## Problem statement
Could you output each line of the listing below verbatim, leaving out the pictures?

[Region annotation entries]
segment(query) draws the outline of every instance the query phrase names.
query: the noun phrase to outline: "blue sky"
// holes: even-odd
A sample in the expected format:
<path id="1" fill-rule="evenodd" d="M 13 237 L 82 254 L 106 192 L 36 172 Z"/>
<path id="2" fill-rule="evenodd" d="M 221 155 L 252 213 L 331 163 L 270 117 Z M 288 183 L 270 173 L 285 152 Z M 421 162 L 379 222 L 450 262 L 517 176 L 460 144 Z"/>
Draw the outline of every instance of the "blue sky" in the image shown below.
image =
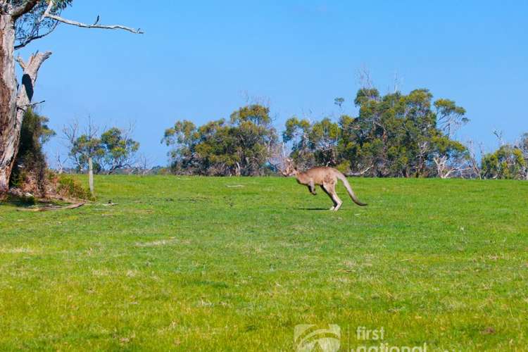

## Full solution
segment(query) draws the outline of every instance the query phrase names.
query: the noun phrase to outline: "blue sky"
// holes: even-odd
A sample in the expected format:
<path id="1" fill-rule="evenodd" d="M 13 237 L 82 254 L 106 192 L 36 172 Z"/>
<path id="2" fill-rule="evenodd" d="M 221 155 L 252 213 L 331 163 L 270 117 Z M 288 183 L 270 173 L 285 152 Z M 421 162 L 379 222 L 450 262 L 517 176 L 460 144 Z"/>
Draw the outline of every instance of the "blue sky" in the image shown below.
image =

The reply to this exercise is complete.